- **WHAT IS REQUIRED**:
Locate each line in the records below that contains the word "support", matching case exactly, and copy every such line in full.

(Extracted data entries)
+ + +

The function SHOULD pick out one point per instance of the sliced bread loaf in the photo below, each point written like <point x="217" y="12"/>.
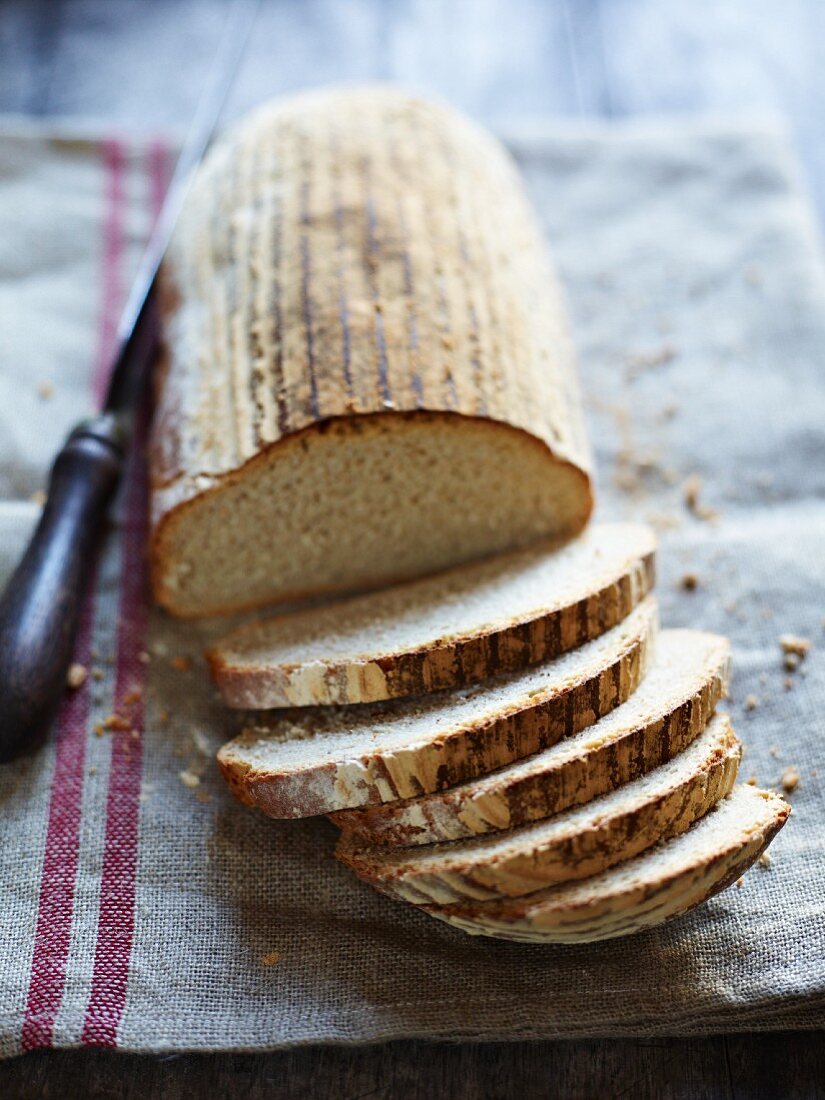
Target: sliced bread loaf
<point x="367" y="372"/>
<point x="657" y="886"/>
<point x="573" y="845"/>
<point x="311" y="761"/>
<point x="683" y="683"/>
<point x="455" y="628"/>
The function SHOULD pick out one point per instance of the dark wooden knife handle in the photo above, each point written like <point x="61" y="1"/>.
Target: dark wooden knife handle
<point x="41" y="606"/>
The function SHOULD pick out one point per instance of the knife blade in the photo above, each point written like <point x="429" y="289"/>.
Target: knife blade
<point x="41" y="605"/>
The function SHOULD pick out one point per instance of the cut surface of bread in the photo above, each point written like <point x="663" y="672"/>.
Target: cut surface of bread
<point x="310" y="761"/>
<point x="682" y="684"/>
<point x="454" y="628"/>
<point x="652" y="888"/>
<point x="367" y="373"/>
<point x="573" y="845"/>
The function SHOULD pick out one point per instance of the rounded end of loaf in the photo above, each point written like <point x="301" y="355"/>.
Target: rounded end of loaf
<point x="316" y="515"/>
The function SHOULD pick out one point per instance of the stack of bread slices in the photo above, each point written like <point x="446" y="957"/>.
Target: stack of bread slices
<point x="367" y="378"/>
<point x="514" y="746"/>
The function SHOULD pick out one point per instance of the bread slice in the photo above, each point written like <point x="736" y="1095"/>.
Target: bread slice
<point x="573" y="845"/>
<point x="685" y="680"/>
<point x="454" y="628"/>
<point x="367" y="373"/>
<point x="306" y="761"/>
<point x="657" y="886"/>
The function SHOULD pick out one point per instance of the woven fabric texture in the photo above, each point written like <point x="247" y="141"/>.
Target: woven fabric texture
<point x="142" y="908"/>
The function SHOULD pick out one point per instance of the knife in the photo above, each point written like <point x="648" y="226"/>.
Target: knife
<point x="41" y="605"/>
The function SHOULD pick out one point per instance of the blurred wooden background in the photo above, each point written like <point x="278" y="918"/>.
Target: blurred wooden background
<point x="140" y="64"/>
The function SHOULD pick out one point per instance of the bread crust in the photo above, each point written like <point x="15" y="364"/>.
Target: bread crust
<point x="503" y="801"/>
<point x="344" y="254"/>
<point x="542" y="919"/>
<point x="535" y="860"/>
<point x="172" y="501"/>
<point x="448" y="758"/>
<point x="448" y="662"/>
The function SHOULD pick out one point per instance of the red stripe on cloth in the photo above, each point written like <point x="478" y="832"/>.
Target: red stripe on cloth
<point x="116" y="923"/>
<point x="58" y="873"/>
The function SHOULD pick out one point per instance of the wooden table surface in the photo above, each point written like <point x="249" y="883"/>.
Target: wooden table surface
<point x="140" y="64"/>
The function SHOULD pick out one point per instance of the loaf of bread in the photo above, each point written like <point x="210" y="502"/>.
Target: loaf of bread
<point x="458" y="627"/>
<point x="574" y="845"/>
<point x="367" y="374"/>
<point x="657" y="886"/>
<point x="319" y="759"/>
<point x="683" y="683"/>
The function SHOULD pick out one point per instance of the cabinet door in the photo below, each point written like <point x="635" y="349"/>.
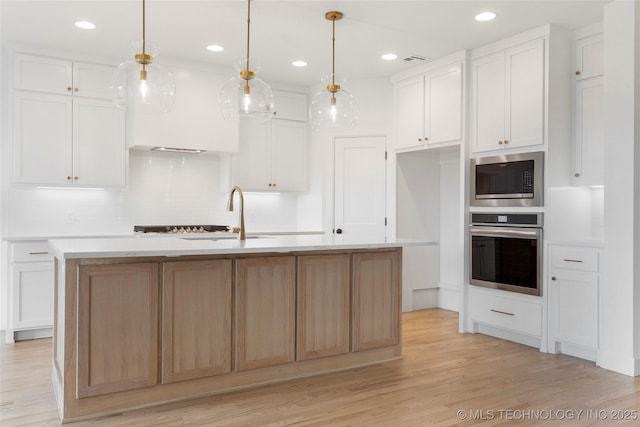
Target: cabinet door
<point x="323" y="306"/>
<point x="488" y="102"/>
<point x="42" y="138"/>
<point x="42" y="74"/>
<point x="588" y="57"/>
<point x="574" y="307"/>
<point x="99" y="148"/>
<point x="196" y="319"/>
<point x="409" y="98"/>
<point x="588" y="135"/>
<point x="443" y="105"/>
<point x="92" y="80"/>
<point x="524" y="123"/>
<point x="253" y="162"/>
<point x="117" y="328"/>
<point x="288" y="155"/>
<point x="265" y="312"/>
<point x="376" y="300"/>
<point x="32" y="295"/>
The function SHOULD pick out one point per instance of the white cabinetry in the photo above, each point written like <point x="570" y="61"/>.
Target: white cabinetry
<point x="273" y="155"/>
<point x="429" y="108"/>
<point x="507" y="97"/>
<point x="30" y="290"/>
<point x="573" y="300"/>
<point x="588" y="114"/>
<point x="64" y="132"/>
<point x="507" y="313"/>
<point x="195" y="121"/>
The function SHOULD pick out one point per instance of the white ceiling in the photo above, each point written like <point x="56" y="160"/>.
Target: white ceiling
<point x="283" y="31"/>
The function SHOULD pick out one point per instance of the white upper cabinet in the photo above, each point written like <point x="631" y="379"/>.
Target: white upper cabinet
<point x="588" y="113"/>
<point x="64" y="133"/>
<point x="507" y="97"/>
<point x="429" y="108"/>
<point x="290" y="105"/>
<point x="588" y="57"/>
<point x="194" y="123"/>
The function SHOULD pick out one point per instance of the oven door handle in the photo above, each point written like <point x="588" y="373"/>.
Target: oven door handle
<point x="505" y="232"/>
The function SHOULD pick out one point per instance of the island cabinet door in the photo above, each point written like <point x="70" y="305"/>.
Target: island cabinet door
<point x="323" y="305"/>
<point x="196" y="319"/>
<point x="117" y="328"/>
<point x="376" y="299"/>
<point x="265" y="311"/>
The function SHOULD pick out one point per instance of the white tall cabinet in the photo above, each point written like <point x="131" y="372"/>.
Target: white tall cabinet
<point x="66" y="129"/>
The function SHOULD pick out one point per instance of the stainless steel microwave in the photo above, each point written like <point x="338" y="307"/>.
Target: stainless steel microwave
<point x="507" y="180"/>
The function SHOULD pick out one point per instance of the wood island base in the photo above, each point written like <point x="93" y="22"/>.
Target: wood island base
<point x="142" y="331"/>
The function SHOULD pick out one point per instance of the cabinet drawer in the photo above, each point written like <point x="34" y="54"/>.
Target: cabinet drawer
<point x="507" y="313"/>
<point x="579" y="259"/>
<point x="36" y="250"/>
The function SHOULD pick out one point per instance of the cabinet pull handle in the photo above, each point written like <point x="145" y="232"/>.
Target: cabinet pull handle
<point x="502" y="312"/>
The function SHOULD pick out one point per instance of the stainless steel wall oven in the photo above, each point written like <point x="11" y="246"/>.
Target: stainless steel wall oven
<point x="506" y="251"/>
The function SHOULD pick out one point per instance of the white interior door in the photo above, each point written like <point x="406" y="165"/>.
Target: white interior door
<point x="360" y="186"/>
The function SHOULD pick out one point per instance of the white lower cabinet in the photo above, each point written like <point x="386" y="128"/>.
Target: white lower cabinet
<point x="519" y="320"/>
<point x="573" y="301"/>
<point x="31" y="291"/>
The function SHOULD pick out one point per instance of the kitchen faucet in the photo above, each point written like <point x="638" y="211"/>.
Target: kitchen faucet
<point x="241" y="233"/>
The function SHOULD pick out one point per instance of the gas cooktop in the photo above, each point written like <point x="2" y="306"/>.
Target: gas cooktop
<point x="176" y="229"/>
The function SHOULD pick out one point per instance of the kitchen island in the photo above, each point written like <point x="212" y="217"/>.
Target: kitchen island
<point x="139" y="321"/>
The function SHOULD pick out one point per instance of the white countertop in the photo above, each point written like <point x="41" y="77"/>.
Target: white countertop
<point x="174" y="246"/>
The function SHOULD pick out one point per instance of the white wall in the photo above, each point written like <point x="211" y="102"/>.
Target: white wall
<point x="619" y="348"/>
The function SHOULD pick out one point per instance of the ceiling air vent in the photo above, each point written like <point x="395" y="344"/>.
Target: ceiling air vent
<point x="415" y="58"/>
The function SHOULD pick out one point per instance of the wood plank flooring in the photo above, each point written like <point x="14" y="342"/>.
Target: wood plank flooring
<point x="444" y="379"/>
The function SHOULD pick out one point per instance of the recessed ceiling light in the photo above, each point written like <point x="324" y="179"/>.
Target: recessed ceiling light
<point x="485" y="16"/>
<point x="85" y="25"/>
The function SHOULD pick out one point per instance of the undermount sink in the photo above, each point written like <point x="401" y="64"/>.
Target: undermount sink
<point x="219" y="237"/>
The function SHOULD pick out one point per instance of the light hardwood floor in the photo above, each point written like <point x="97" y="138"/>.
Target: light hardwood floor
<point x="442" y="372"/>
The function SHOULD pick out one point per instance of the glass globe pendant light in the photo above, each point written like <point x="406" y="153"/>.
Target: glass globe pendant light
<point x="246" y="96"/>
<point x="142" y="83"/>
<point x="333" y="107"/>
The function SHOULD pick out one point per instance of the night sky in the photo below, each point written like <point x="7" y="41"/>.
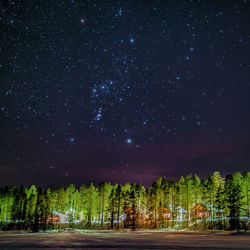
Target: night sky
<point x="123" y="90"/>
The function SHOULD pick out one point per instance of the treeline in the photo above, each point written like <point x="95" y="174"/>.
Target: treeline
<point x="166" y="203"/>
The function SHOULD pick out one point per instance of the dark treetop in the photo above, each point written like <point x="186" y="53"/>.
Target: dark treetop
<point x="123" y="90"/>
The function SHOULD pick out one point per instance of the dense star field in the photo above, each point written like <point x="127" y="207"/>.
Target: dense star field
<point x="123" y="90"/>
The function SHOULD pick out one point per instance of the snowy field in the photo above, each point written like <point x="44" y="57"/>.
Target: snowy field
<point x="126" y="240"/>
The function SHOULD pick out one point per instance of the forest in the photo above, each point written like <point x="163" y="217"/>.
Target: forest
<point x="190" y="202"/>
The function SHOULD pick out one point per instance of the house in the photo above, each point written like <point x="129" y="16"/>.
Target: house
<point x="200" y="211"/>
<point x="59" y="217"/>
<point x="163" y="213"/>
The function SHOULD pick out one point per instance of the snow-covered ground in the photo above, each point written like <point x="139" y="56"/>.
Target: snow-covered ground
<point x="126" y="240"/>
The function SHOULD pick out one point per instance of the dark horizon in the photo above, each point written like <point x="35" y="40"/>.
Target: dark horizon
<point x="123" y="91"/>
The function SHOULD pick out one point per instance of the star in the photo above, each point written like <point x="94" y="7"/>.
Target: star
<point x="129" y="141"/>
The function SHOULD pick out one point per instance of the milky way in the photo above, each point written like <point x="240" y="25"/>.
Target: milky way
<point x="123" y="90"/>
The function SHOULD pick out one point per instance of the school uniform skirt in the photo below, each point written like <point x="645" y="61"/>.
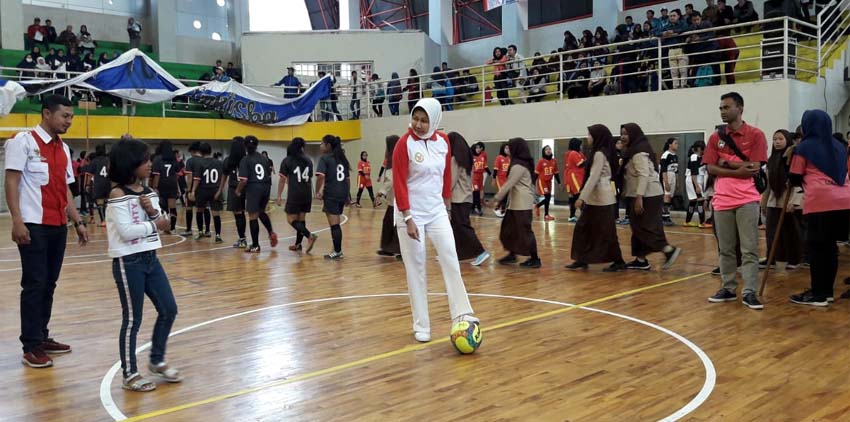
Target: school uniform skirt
<point x="647" y="228"/>
<point x="466" y="241"/>
<point x="389" y="235"/>
<point x="595" y="236"/>
<point x="516" y="234"/>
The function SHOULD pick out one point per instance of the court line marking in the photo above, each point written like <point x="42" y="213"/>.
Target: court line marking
<point x="343" y="221"/>
<point x="710" y="378"/>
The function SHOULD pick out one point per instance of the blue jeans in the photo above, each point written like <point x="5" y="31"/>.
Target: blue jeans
<point x="138" y="275"/>
<point x="41" y="262"/>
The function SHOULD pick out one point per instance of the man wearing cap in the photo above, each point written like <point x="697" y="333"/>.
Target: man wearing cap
<point x="290" y="83"/>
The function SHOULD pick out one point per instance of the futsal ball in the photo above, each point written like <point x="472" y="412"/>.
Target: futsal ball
<point x="466" y="337"/>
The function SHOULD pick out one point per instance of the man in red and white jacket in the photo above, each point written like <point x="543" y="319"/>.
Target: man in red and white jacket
<point x="422" y="187"/>
<point x="38" y="172"/>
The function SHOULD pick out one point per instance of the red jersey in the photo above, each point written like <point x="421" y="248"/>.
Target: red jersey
<point x="364" y="174"/>
<point x="502" y="164"/>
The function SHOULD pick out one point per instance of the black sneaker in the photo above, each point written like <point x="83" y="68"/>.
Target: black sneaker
<point x="531" y="263"/>
<point x="752" y="301"/>
<point x="615" y="267"/>
<point x="671" y="257"/>
<point x="639" y="265"/>
<point x="576" y="266"/>
<point x="809" y="298"/>
<point x="508" y="259"/>
<point x="723" y="295"/>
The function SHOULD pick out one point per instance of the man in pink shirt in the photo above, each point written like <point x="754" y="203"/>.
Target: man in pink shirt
<point x="736" y="199"/>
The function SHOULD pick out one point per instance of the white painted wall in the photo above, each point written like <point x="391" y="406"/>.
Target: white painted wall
<point x="265" y="55"/>
<point x="102" y="26"/>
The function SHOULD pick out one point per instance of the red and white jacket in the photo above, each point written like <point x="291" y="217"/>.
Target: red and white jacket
<point x="422" y="177"/>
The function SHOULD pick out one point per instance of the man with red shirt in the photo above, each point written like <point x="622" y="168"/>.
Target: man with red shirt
<point x="38" y="172"/>
<point x="736" y="199"/>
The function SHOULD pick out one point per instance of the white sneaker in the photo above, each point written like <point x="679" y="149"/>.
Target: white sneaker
<point x="481" y="258"/>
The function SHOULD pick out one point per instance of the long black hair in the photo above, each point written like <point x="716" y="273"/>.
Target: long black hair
<point x="124" y="158"/>
<point x="336" y="150"/>
<point x="237" y="152"/>
<point x="777" y="170"/>
<point x="391" y="141"/>
<point x="460" y="151"/>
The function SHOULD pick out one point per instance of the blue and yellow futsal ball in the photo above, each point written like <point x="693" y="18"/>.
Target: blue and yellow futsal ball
<point x="466" y="337"/>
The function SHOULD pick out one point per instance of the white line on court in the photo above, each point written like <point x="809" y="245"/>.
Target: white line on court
<point x="708" y="386"/>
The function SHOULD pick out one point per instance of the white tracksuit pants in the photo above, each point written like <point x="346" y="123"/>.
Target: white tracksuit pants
<point x="413" y="254"/>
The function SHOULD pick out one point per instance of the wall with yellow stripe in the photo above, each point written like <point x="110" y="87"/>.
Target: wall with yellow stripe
<point x="112" y="127"/>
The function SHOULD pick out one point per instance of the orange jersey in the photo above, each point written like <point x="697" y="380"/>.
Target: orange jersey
<point x="364" y="180"/>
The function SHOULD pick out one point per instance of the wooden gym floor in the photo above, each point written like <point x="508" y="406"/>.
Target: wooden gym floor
<point x="284" y="336"/>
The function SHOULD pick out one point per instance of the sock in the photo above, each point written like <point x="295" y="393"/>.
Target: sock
<point x="336" y="234"/>
<point x="264" y="218"/>
<point x="173" y="213"/>
<point x="255" y="232"/>
<point x="189" y="219"/>
<point x="240" y="225"/>
<point x="199" y="216"/>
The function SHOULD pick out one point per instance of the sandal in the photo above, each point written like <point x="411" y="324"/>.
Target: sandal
<point x="166" y="373"/>
<point x="136" y="382"/>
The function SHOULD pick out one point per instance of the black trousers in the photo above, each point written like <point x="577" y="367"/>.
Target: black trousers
<point x="41" y="262"/>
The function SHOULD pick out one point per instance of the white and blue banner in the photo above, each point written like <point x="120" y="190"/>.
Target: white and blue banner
<point x="243" y="103"/>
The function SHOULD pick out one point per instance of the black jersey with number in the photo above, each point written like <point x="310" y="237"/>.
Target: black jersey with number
<point x="299" y="173"/>
<point x="254" y="168"/>
<point x="167" y="171"/>
<point x="209" y="172"/>
<point x="336" y="178"/>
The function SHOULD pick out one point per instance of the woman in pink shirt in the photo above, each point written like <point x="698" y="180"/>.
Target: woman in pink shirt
<point x="820" y="166"/>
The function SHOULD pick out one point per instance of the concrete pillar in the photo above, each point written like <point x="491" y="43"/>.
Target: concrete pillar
<point x="164" y="23"/>
<point x="12" y="25"/>
<point x="441" y="25"/>
<point x="349" y="14"/>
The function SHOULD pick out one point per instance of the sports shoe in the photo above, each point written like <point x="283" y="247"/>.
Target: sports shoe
<point x="671" y="257"/>
<point x="809" y="298"/>
<point x="615" y="267"/>
<point x="334" y="256"/>
<point x="37" y="359"/>
<point x="576" y="266"/>
<point x="723" y="295"/>
<point x="638" y="265"/>
<point x="54" y="347"/>
<point x="310" y="242"/>
<point x="508" y="259"/>
<point x="481" y="258"/>
<point x="531" y="263"/>
<point x="751" y="301"/>
<point x="165" y="372"/>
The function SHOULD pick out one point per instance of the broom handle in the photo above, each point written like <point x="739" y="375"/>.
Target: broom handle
<point x="772" y="252"/>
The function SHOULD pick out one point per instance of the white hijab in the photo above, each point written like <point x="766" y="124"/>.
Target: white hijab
<point x="434" y="110"/>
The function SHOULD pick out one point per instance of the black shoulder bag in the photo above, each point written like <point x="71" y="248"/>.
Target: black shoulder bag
<point x="760" y="179"/>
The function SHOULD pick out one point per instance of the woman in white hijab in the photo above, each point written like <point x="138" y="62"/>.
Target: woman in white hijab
<point x="422" y="187"/>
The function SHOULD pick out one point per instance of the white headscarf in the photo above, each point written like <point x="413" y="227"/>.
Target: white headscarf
<point x="434" y="110"/>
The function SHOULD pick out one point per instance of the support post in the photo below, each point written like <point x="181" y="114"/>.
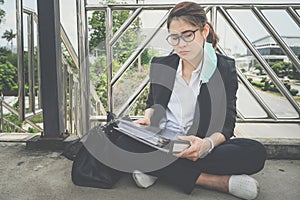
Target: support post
<point x="51" y="68"/>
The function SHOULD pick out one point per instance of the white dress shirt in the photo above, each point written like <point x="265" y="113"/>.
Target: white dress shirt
<point x="181" y="107"/>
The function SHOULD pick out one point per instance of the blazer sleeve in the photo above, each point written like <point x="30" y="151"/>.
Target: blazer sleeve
<point x="150" y="100"/>
<point x="231" y="86"/>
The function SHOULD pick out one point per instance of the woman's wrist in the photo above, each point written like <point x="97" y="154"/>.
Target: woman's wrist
<point x="212" y="145"/>
<point x="209" y="149"/>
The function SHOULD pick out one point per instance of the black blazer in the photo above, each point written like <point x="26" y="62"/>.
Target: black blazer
<point x="216" y="105"/>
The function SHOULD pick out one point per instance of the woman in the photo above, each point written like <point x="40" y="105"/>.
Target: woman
<point x="214" y="160"/>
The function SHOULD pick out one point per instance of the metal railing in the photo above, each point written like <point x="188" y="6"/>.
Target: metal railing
<point x="81" y="103"/>
<point x="213" y="9"/>
<point x="71" y="83"/>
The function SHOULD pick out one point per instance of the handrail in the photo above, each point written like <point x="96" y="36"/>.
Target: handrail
<point x="213" y="8"/>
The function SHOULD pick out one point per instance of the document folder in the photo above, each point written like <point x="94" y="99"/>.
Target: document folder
<point x="162" y="139"/>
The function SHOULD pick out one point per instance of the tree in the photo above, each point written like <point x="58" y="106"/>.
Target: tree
<point x="9" y="36"/>
<point x="2" y="12"/>
<point x="125" y="45"/>
<point x="8" y="76"/>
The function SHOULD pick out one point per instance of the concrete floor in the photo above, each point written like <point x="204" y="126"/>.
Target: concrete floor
<point x="36" y="175"/>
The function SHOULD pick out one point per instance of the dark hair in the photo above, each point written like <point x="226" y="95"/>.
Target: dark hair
<point x="195" y="15"/>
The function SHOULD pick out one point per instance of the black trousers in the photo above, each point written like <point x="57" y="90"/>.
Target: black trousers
<point x="233" y="157"/>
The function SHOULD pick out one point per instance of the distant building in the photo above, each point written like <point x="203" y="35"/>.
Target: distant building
<point x="270" y="50"/>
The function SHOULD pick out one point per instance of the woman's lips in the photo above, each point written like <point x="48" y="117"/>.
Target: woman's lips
<point x="183" y="52"/>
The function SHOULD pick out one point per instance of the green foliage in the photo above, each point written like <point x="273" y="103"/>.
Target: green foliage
<point x="125" y="45"/>
<point x="8" y="76"/>
<point x="294" y="92"/>
<point x="9" y="36"/>
<point x="2" y="12"/>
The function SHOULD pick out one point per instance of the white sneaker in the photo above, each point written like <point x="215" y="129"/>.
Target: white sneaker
<point x="143" y="180"/>
<point x="243" y="186"/>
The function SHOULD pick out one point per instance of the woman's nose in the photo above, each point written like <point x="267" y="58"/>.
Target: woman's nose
<point x="182" y="43"/>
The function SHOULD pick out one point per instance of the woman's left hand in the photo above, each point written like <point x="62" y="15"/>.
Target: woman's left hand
<point x="198" y="147"/>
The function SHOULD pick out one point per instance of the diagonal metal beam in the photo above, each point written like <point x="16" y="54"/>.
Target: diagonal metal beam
<point x="260" y="59"/>
<point x="294" y="15"/>
<point x="125" y="26"/>
<point x="265" y="22"/>
<point x="137" y="52"/>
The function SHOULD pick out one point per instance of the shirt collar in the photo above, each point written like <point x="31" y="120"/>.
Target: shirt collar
<point x="196" y="71"/>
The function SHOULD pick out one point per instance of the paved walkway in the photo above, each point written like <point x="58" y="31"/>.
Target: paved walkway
<point x="36" y="175"/>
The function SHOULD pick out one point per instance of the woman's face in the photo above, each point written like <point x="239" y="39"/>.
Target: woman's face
<point x="190" y="51"/>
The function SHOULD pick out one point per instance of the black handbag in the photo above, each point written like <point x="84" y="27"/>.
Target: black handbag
<point x="89" y="171"/>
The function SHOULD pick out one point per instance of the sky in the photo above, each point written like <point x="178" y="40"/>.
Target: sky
<point x="250" y="26"/>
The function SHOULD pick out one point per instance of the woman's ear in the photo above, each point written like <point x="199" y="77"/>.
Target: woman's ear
<point x="205" y="31"/>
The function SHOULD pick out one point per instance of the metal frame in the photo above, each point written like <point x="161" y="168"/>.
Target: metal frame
<point x="77" y="92"/>
<point x="213" y="8"/>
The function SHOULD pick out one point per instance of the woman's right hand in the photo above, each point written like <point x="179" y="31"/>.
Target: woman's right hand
<point x="145" y="121"/>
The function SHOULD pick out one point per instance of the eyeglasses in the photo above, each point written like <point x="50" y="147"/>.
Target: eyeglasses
<point x="187" y="36"/>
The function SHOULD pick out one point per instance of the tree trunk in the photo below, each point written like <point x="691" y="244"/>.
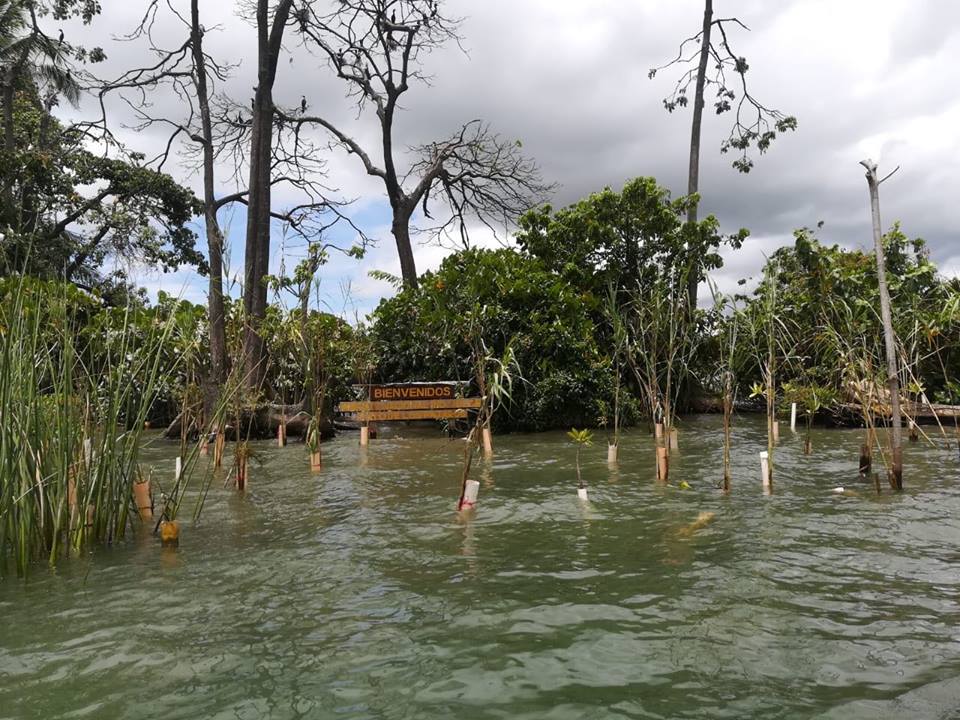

+ + +

- **RESPONSE TO THIS TASK**:
The function SHOULD pick out one point per instance of the support post in the photo below, each point written like <point x="181" y="114"/>.
Target: support post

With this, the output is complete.